A set of records:
——————

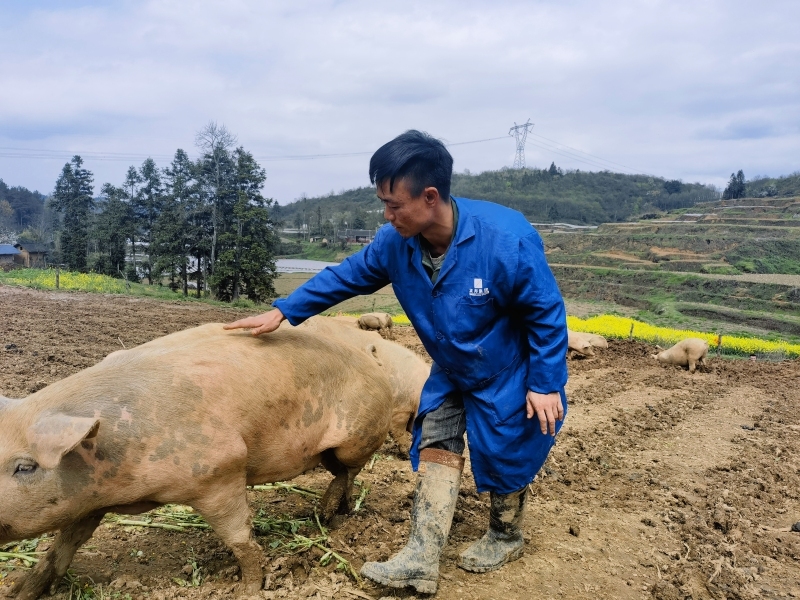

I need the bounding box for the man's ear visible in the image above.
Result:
[422,186,442,206]
[28,413,100,469]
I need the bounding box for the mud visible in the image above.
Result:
[0,286,800,600]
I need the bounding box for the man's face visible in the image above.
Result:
[377,179,435,238]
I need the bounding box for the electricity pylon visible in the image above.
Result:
[508,119,533,169]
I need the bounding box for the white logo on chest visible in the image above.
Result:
[469,279,489,296]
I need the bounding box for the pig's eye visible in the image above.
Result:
[14,463,39,475]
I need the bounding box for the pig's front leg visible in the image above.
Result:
[191,479,264,596]
[12,513,104,600]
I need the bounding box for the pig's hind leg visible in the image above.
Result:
[320,450,364,521]
[12,513,104,600]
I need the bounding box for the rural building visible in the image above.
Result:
[339,229,375,244]
[0,244,19,265]
[14,242,50,269]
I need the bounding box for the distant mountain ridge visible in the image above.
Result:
[279,165,719,227]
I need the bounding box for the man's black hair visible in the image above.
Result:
[369,129,453,202]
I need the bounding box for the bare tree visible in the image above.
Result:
[194,121,237,272]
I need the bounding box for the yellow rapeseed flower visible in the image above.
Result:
[567,315,800,357]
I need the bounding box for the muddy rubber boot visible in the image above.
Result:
[458,486,528,573]
[361,448,464,594]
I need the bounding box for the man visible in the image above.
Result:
[226,130,567,593]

——————

● Problem: Go through all the items above and change "I need the bounding box for" to "Please give the bounding box for" wherever it occurs, leaving every other word as it is. Write the items out again in full, without the pictures.

● In response:
Please give the bounding box for the man's ear visible in the image above.
Result:
[422,186,442,206]
[28,413,100,469]
Please give the bounding box for the mud visible in the image above.
Result:
[0,286,800,600]
Please give the bounding box for the man's face visible in the image above.
Result:
[377,179,435,238]
Please give the bounding box for the electricity pylon visible in the image above.
Result:
[508,119,533,169]
Please give the bounding box for the white logo on chest visible in the image above.
Result:
[469,279,489,296]
Please give the bounding box for the pig's eye visible in the image above.
Result:
[14,463,39,475]
Please give the bounding box for the pig's front leg visible in the image above.
Result:
[191,479,264,596]
[12,513,104,600]
Please give the bounding box for the pig's hind leg visible in the image above.
Result:
[320,450,364,521]
[12,513,104,600]
Please give the bounding box for the rural building visible in the image above.
Result:
[339,229,375,244]
[0,244,19,265]
[14,242,50,269]
Please give the bounding box for the distant mountain ridge visible in the image above.
Result:
[279,165,719,227]
Please give the bounding box for the man's black hair visible in the image above.
Result:
[369,129,453,202]
Please give the bounding box for the bare tree visible in the image above.
Result:
[194,121,237,272]
Please give the bounding box for the yellow rapeseed flower visible in the image above.
Result:
[567,315,800,357]
Please give the bounding box for the muddy rubber boot visible in the image above.
Result:
[458,486,528,573]
[361,448,464,594]
Please give the bounding box for the man visible in the image above.
Result:
[226,130,567,593]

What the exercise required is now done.